SOURCE DOCUMENT
------------------------------------------------

The pandemic has increased investments into healthcare, but to what extent is prioritising health in developing nations beneficial?

In developed economies, we assume that growth is a constant, and take it for granted. Yet, in the 1990s, developing countries had a period of zero growth, dubbed ‘the lost decade’. This coincided with the AIDS epidemic, which brought health to the conversation during a time when trade liberalisation was considered to be the driving force of economic development.
Remarkable feats have been achieved in the last 20 years to combat poor health in developing countries, specifically towards the treatment of communicable diseases. This can be seen in figure 1, representing a 40% reduction in DALY (disability-adjusted life years — years of healthy life) lost due to communicable diseases globally. Yet, the discourse regarding developmental investment seems to be shifting away from health, despite the 700 million DALY lost due to communicable diseases in 2016, and the global lateral health inequalities.

------------------------------------------------

INFORMATION SHOWN
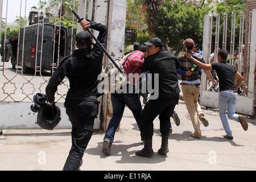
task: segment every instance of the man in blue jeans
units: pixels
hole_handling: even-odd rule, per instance
[[[218,52],[218,62],[212,64],[202,63],[191,55],[187,55],[187,57],[199,67],[204,69],[215,70],[218,74],[220,82],[220,92],[218,94],[218,108],[220,117],[226,135],[224,138],[229,140],[233,140],[232,131],[229,127],[226,117],[226,109],[228,106],[228,116],[232,120],[240,122],[243,129],[248,129],[248,124],[245,117],[235,113],[237,104],[237,90],[242,84],[243,76],[238,72],[235,68],[226,61],[228,52],[221,50]],[[236,85],[235,78],[237,82]]]
[[[130,55],[123,63],[123,71],[126,75],[129,73],[139,73],[144,62],[144,57],[147,56],[147,46],[141,46],[138,50],[135,50]],[[129,80],[133,82],[133,80]],[[127,84],[127,87],[133,87],[135,89],[134,84]],[[127,89],[128,90],[128,89]],[[109,122],[103,142],[102,152],[106,155],[110,155],[111,146],[114,141],[115,131],[123,117],[125,105],[133,112],[133,116],[136,120],[138,126],[141,131],[141,140],[144,140],[143,134],[141,133],[141,115],[142,107],[138,93],[112,93],[111,101],[113,115]]]

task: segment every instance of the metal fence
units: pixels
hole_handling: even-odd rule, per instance
[[[24,23],[19,30],[18,38],[16,38],[18,47],[15,56],[10,43],[10,35],[7,34],[7,15],[9,11],[11,11],[10,1],[1,1],[6,14],[5,17],[2,17],[2,27],[3,27],[1,33],[4,32],[4,34],[1,34],[0,40],[2,43],[0,101],[31,102],[35,93],[45,92],[48,81],[62,58],[72,54],[75,49],[74,38],[76,34],[77,21],[73,16],[69,28],[63,25],[61,15],[51,17],[51,22],[46,12],[46,6],[34,11],[28,16],[27,11],[31,8],[27,6],[28,0],[15,0],[16,5],[20,6],[17,15],[24,19],[29,18],[30,24]],[[59,1],[54,7],[59,7],[59,11],[62,12],[61,5],[65,1]],[[95,1],[84,1],[83,3],[80,5],[79,9],[84,10],[82,16],[84,18],[92,18],[93,2]],[[48,5],[46,0],[43,2]],[[72,3],[70,7],[77,11],[78,1],[73,0]],[[64,102],[68,87],[68,80],[65,78],[58,87],[56,102]]]
[[[236,111],[253,115],[254,113],[255,98],[255,37],[251,30],[256,24],[256,10],[250,12],[249,21],[248,43],[245,44],[245,21],[244,12],[227,12],[217,14],[215,15],[207,14],[204,17],[204,37],[203,51],[205,60],[210,63],[210,55],[217,54],[218,49],[224,49],[229,52],[229,63],[234,65],[236,50],[237,52],[238,71],[247,73],[249,81],[245,82],[241,89],[248,88],[248,92],[242,92],[238,97]],[[253,42],[253,47],[251,43]],[[244,51],[247,51],[247,59],[243,57]],[[214,56],[214,62],[217,62],[217,56]],[[245,70],[243,64],[247,64],[250,71]],[[202,75],[202,86],[200,104],[207,107],[218,108],[218,92],[209,90],[209,85],[205,75]]]

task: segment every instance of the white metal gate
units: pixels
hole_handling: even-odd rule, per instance
[[[27,3],[30,0],[0,0],[1,16],[2,16],[1,8],[6,10],[6,14],[3,15],[3,17],[0,16],[1,20],[5,22],[5,23],[3,23],[2,24],[5,26],[5,28],[0,29],[1,32],[5,32],[3,40],[0,39],[0,42],[3,43],[3,53],[5,55],[6,53],[6,43],[7,43],[6,39],[9,36],[6,34],[7,28],[6,22],[8,20],[7,12],[11,10],[11,7],[9,6],[10,1],[15,1],[16,2],[16,5],[20,6],[20,11],[18,15],[20,17],[24,19],[28,18],[26,12],[27,11],[27,9],[30,8],[27,7]],[[34,1],[34,0],[30,1]],[[51,1],[44,0],[42,1],[48,3],[48,1]],[[113,58],[117,58],[123,55],[126,1],[60,0],[59,3],[55,6],[61,7],[60,5],[66,1],[68,1],[72,4],[71,7],[76,10],[80,17],[92,19],[104,24],[108,24],[109,35],[107,51],[112,54]],[[59,10],[60,12],[61,12],[61,7]],[[113,14],[114,11],[115,14]],[[24,13],[23,14],[22,12],[24,12]],[[44,8],[39,10],[38,15],[39,16],[38,18],[39,23],[40,21],[46,22],[46,19],[47,18]],[[42,15],[42,18],[40,18],[40,15]],[[60,15],[53,18],[54,33],[58,28],[60,31],[62,30],[61,19],[59,21],[59,23],[56,23],[57,18],[60,17]],[[108,23],[108,22],[110,23]],[[69,30],[69,32],[68,31],[67,33],[69,34],[70,39],[69,43],[67,46],[70,48],[67,51],[69,52],[69,53],[66,55],[72,53],[75,49],[73,38],[76,35],[76,28],[74,28],[76,24],[77,24],[77,20],[73,16],[72,28]],[[36,24],[36,26],[37,26],[37,28],[36,28],[37,31],[36,44],[34,47],[30,47],[28,51],[29,53],[33,53],[30,56],[34,56],[32,57],[35,58],[35,63],[33,65],[33,69],[31,69],[32,72],[27,73],[24,71],[24,69],[26,69],[26,65],[24,66],[26,61],[24,57],[27,56],[24,46],[26,42],[30,38],[27,38],[25,34],[27,34],[26,31],[28,31],[28,30],[30,29],[28,27],[31,26],[28,26],[24,24],[19,29],[18,50],[19,49],[20,50],[18,51],[16,57],[18,60],[21,60],[22,61],[18,63],[15,69],[12,68],[12,64],[10,63],[9,59],[7,60],[8,62],[5,62],[3,60],[3,56],[1,57],[1,62],[0,62],[0,88],[1,88],[1,91],[0,91],[0,110],[1,111],[1,114],[0,114],[0,129],[39,128],[37,125],[35,124],[35,122],[36,121],[36,114],[30,110],[30,106],[35,94],[45,92],[46,86],[52,72],[54,72],[55,69],[57,68],[61,61],[61,56],[60,51],[61,51],[62,43],[61,42],[61,35],[59,36],[58,39],[57,39],[55,34],[52,41],[57,42],[57,44],[53,43],[52,47],[51,47],[52,55],[50,69],[48,68],[48,69],[45,70],[45,68],[43,67],[42,62],[44,60],[45,49],[49,48],[47,47],[50,46],[48,43],[46,43],[47,41],[46,40],[47,36],[48,36],[47,35],[48,32],[46,32],[47,25],[46,23],[40,23]],[[42,28],[40,28],[39,26],[42,26]],[[81,30],[81,26],[80,26],[80,24],[77,24],[76,32],[79,32]],[[97,37],[97,32],[96,32],[94,34]],[[117,34],[121,35],[116,36]],[[115,35],[112,36],[112,35]],[[22,39],[20,38],[21,37],[22,37]],[[20,46],[22,46],[22,50],[20,49]],[[67,48],[65,47],[65,49],[67,51]],[[57,60],[55,60],[55,50],[57,50]],[[105,59],[105,61],[108,61],[106,59]],[[61,122],[56,127],[56,129],[71,128],[71,124],[67,114],[65,114],[65,109],[63,104],[61,104],[64,101],[68,88],[68,80],[65,78],[61,84],[58,86],[57,92],[55,96],[55,101],[59,102],[57,103],[57,105],[61,108],[63,113]],[[99,102],[101,102],[101,101],[99,100]],[[107,102],[107,103],[108,102]],[[105,107],[109,107],[109,106],[106,104]],[[99,113],[100,113],[100,112]],[[100,129],[100,123],[99,115],[95,122],[94,129]]]
[[[238,96],[238,101],[236,107],[236,111],[241,114],[254,115],[255,113],[255,82],[254,80],[255,68],[255,51],[256,51],[256,10],[253,10],[251,13],[250,21],[249,21],[249,43],[245,45],[245,48],[248,52],[248,59],[243,60],[243,61],[247,61],[247,65],[250,65],[250,71],[249,73],[249,82],[247,96]],[[237,14],[240,14],[240,27],[239,32],[236,32],[236,17]],[[231,22],[228,22],[228,16],[232,16]],[[221,18],[221,17],[222,18]],[[228,29],[228,23],[231,24],[231,28]],[[213,24],[215,24],[215,30],[213,30]],[[220,27],[223,28],[222,37],[220,37]],[[242,52],[243,45],[244,44],[244,33],[245,33],[245,14],[243,12],[232,12],[225,13],[223,14],[218,14],[216,17],[212,15],[207,14],[204,17],[204,37],[203,51],[204,58],[209,63],[209,58],[212,49],[213,42],[212,36],[213,31],[215,32],[215,40],[214,42],[214,53],[217,54],[218,48],[226,49],[229,48],[230,55],[230,63],[234,61],[234,52],[236,46],[238,47],[240,53]],[[229,33],[230,32],[230,33]],[[239,41],[236,42],[236,34],[239,35]],[[228,42],[227,37],[230,35],[230,41]],[[221,39],[222,38],[222,39]],[[220,43],[222,40],[222,44]],[[238,46],[237,46],[238,45]],[[229,47],[228,46],[230,46]],[[214,56],[217,61],[217,56]],[[238,60],[238,71],[243,72],[241,56],[239,56]],[[248,64],[249,63],[249,64]],[[202,75],[202,86],[200,98],[200,104],[207,107],[218,108],[218,93],[216,92],[208,91],[206,75]]]

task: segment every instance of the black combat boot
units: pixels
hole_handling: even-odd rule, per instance
[[[135,155],[150,158],[154,155],[153,149],[152,149],[152,139],[145,139],[144,142],[144,148],[142,150],[136,152]]]
[[[164,155],[169,152],[169,148],[168,148],[168,138],[169,136],[162,136],[161,148],[158,151],[158,153],[160,155]]]

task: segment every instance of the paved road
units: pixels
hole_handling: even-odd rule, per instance
[[[176,108],[181,119],[169,136],[170,152],[161,156],[159,122],[154,121],[152,158],[137,156],[143,147],[131,112],[126,108],[120,131],[116,134],[112,155],[102,152],[103,132],[94,133],[84,156],[81,170],[256,170],[256,119],[249,119],[244,131],[239,123],[229,120],[234,140],[223,138],[225,132],[217,110],[203,110],[209,126],[201,125],[203,137],[190,136],[193,131],[184,101]],[[71,147],[70,130],[48,131],[4,130],[0,140],[0,170],[61,170]]]

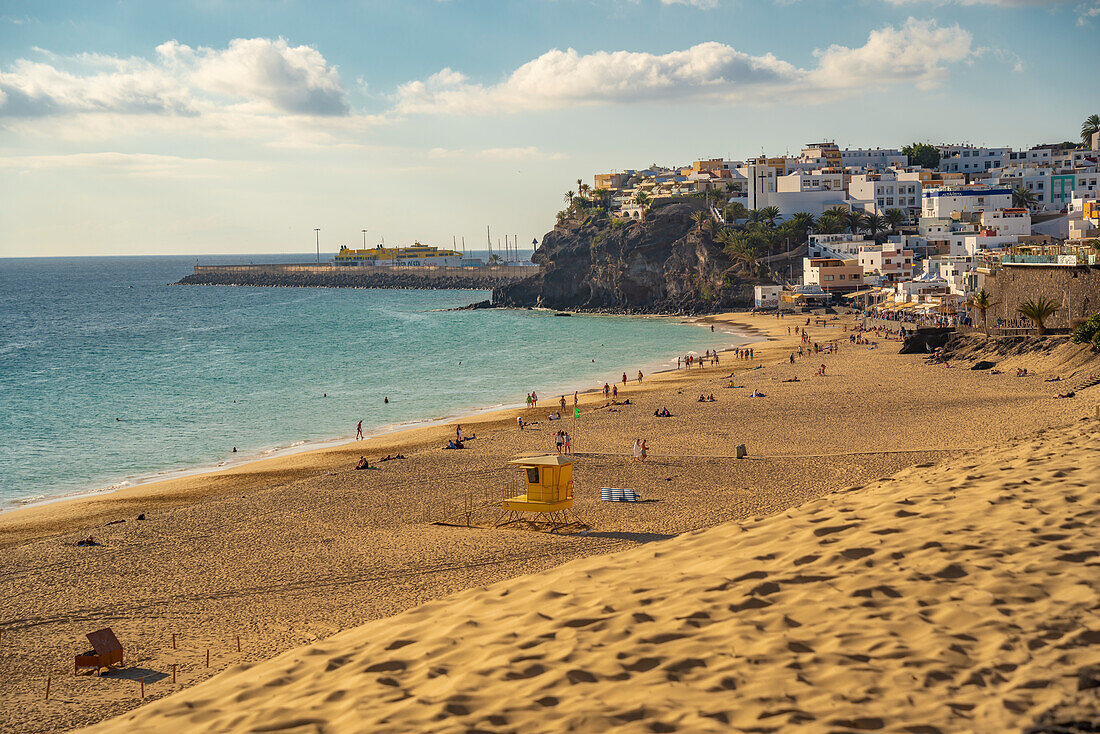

------------------------------------------------

EXPLORE THE MATERIAL
- A) In the article on health in developing nations, what name was given to the 1990s period of zero growth in developing countries?
- B) Could you render this sentence from the article on health in developing nations into Spanish: "In developed economies, we assume that growth is a constant, and take it for granted."
- C) Carry on the article on health in developing nations from its final sentence.
The records have no connection to the article on health in developing nations.

TASK RESULTS
- A) It was dubbed "the lost decade."

- B) En las economías desarrolladas, suponemos que el crecimiento es una constante y lo damos por sentado.

- C)
Still, the sector is severely underfunded — it is estimated that around $100 is spent per capita each year on health for the poorest 2 billion people, with much of this coming directly from households. Furthermore, there is a significant rise in non-communicable diseases, even in developing countries, which require more complex health systems, posing a challenge to such regions.
Naturally, there is a clear moral impetus for the investment into health, but the investment would have a crucial economic impact. An investigation by McKinsey and Co. proposed that 15% of global GDP is lost through poor health, mainly due to labour lost, or labour inefficiencies due to disease. Decades of economic literature have supported the bidirectional causal relationship between wealth and health, where better health leads to increased wealth and vice versa. On the macroeconomic scale, more recent empirical evidence suggests that 12% of economic growth in LICs and MICs from 1970 to 2000 was determined by reduced adult mortality, and a 2001 WHO study found that for a 10% increase in life expectancy, a 0.3–0.4% increase in annual growth rate is observed, strengthening the claim that good health is indeed a determining factor of economic growth.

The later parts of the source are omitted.